Source extract:
★ ★ ★

Many nations use some version of our own fat/carbs combo, though some cut out the carb portion. Tibetans and Bhutanese drink gallons for yak butter tea (not for drinking-induced hangovers, but to combat the similar effects of high-altitude) -Dr. Atkins would be proud. Our personal favorite is probably the pickled sheep eyes, dreamed up, no doubt, by a vengeful Mongolian shepherd. We also love the German word for hangover: der Katzenjammer, which literally translated means "the wailing of cats."
Eastern Europe - Pickled Cucumber Brine; Russians use sauerkraut instead.
The Netherlands - Raw herring in a bun with onions.
France - French onion soup.
Romania - Ciorbã de burtã, or tripe stew.
North Irland - Ulster Fry, a mash of potato bread, fried eggs, bacon, sausage, tomato, mushrooms, and soda bread
Scotland - Morning Glories (double whiskey, dash of absinthe, 1 egg, 2t sugar syrup, lime, lemon. Black Velvet: Half Guiness, half brut Champagne. Hair of the dog: 1oz whiskey, 2 oz cream, 1t honey.
Japan - Pickled plums (umeboshi) --the mildly hungover need nosh on only 1/4 of the plum, while the truly stricken may want an entire one.
Mexico - Menudo, a soup of tripe (again!), calfs foot, chili peppers, hominy.

★ ★ ★

Entries:
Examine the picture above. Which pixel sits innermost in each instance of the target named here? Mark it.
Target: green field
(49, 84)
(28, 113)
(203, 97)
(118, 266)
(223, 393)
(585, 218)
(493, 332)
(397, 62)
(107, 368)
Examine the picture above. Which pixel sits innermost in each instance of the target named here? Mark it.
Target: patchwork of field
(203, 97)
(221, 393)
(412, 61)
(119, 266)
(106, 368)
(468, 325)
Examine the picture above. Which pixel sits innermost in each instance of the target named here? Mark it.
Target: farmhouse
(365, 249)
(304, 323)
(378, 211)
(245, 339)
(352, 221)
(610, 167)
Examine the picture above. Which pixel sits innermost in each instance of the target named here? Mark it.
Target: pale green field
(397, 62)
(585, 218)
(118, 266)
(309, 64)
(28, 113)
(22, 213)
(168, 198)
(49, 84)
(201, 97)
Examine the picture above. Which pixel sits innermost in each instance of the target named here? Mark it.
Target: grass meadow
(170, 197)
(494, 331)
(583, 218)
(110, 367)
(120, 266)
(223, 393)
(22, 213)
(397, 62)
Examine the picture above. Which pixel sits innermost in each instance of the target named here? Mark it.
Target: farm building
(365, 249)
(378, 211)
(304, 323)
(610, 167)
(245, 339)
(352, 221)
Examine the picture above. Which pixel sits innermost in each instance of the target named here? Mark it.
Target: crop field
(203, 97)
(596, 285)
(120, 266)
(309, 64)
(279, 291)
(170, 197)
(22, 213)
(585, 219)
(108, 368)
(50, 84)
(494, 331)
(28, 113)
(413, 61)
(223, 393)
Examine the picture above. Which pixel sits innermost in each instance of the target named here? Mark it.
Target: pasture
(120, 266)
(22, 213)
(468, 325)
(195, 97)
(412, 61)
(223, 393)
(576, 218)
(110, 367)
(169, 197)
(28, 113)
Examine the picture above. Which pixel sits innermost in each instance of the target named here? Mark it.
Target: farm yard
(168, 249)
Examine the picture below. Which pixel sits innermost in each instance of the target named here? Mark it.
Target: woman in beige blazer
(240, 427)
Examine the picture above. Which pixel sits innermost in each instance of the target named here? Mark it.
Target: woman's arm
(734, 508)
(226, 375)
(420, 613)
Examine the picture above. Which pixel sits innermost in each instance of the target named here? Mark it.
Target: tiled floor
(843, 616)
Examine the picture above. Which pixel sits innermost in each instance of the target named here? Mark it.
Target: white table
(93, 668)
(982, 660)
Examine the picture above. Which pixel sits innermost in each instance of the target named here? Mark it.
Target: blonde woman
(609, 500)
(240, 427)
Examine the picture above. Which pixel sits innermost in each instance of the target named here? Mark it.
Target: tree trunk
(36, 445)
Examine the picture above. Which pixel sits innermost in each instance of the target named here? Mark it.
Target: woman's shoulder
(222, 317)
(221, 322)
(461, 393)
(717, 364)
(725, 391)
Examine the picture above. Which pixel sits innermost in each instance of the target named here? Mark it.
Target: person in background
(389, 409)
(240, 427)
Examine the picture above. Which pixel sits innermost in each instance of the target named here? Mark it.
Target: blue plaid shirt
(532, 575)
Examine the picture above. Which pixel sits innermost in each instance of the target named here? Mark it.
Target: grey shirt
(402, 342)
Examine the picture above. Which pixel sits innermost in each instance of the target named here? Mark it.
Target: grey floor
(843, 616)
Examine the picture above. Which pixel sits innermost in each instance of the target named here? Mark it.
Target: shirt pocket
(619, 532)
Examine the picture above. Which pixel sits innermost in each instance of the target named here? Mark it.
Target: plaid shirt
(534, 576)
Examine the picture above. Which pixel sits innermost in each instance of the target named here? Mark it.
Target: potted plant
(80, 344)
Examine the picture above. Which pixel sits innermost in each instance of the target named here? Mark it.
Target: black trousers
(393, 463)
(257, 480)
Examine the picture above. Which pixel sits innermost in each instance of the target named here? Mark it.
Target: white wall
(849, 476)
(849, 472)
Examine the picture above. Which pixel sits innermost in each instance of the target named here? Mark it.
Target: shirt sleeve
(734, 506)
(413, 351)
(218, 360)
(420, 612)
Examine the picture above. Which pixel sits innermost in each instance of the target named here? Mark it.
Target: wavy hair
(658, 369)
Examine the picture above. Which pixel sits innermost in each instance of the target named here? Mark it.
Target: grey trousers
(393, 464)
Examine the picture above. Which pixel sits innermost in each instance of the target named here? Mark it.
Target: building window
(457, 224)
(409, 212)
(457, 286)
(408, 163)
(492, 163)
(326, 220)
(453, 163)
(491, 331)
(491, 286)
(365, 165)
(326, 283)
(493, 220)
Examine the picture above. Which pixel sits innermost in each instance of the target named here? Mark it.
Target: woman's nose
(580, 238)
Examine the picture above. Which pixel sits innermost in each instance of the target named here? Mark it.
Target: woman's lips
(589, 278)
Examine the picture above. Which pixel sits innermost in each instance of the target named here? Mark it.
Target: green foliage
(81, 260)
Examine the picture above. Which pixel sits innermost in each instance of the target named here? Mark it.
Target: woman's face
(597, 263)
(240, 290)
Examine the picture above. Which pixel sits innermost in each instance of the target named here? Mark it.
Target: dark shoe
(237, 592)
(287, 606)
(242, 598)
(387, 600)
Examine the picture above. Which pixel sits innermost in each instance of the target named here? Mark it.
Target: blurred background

★ ★ ★

From the text on hangover remedies around the world, extract word for word the passage starting with "Eastern Europe - Pickled" and going on through "or tripe stew.".

Eastern Europe - Pickled Cucumber Brine; Russians use sauerkraut instead.
The Netherlands - Raw herring in a bun with onions.
France - French onion soup.
Romania - Ciorbã de burtã, or tripe stew.